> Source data
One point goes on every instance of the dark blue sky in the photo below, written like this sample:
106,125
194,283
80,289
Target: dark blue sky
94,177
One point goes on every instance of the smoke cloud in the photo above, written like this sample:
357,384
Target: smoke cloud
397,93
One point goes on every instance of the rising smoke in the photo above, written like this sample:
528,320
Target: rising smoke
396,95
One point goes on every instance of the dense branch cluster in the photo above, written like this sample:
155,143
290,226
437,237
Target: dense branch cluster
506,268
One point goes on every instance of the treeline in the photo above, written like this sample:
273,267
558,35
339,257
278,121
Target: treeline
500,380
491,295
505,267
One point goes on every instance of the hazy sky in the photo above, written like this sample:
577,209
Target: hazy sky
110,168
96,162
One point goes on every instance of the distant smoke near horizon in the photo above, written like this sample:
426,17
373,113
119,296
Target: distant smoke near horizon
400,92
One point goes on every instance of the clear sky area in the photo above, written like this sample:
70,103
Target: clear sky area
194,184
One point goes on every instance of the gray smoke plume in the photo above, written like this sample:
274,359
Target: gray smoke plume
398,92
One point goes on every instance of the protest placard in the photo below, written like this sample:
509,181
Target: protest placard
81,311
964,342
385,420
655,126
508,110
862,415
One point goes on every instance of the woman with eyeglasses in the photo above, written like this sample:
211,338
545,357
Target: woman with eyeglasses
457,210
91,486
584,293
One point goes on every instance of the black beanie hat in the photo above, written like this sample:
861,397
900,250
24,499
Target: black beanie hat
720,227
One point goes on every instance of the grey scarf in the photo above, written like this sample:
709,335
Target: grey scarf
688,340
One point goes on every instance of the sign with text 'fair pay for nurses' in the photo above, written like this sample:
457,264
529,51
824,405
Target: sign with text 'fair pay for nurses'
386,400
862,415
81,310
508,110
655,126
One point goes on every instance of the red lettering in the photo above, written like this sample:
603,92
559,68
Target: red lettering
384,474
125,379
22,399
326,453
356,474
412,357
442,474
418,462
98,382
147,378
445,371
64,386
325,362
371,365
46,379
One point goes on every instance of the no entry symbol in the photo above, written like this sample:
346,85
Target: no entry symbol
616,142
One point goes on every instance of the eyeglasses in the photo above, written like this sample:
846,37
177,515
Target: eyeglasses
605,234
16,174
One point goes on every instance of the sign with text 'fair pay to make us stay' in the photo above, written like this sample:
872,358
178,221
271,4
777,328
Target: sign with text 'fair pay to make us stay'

> GOAL OF THE EXERCISE
Search the entries for the word "stay" and gather every line where it appears.

> RESULT
One point goes on every instance of the sign with text 'fair pay to make us stay' in the photo above, written like this sample:
Target: sign with text 'fair pay to make us stay'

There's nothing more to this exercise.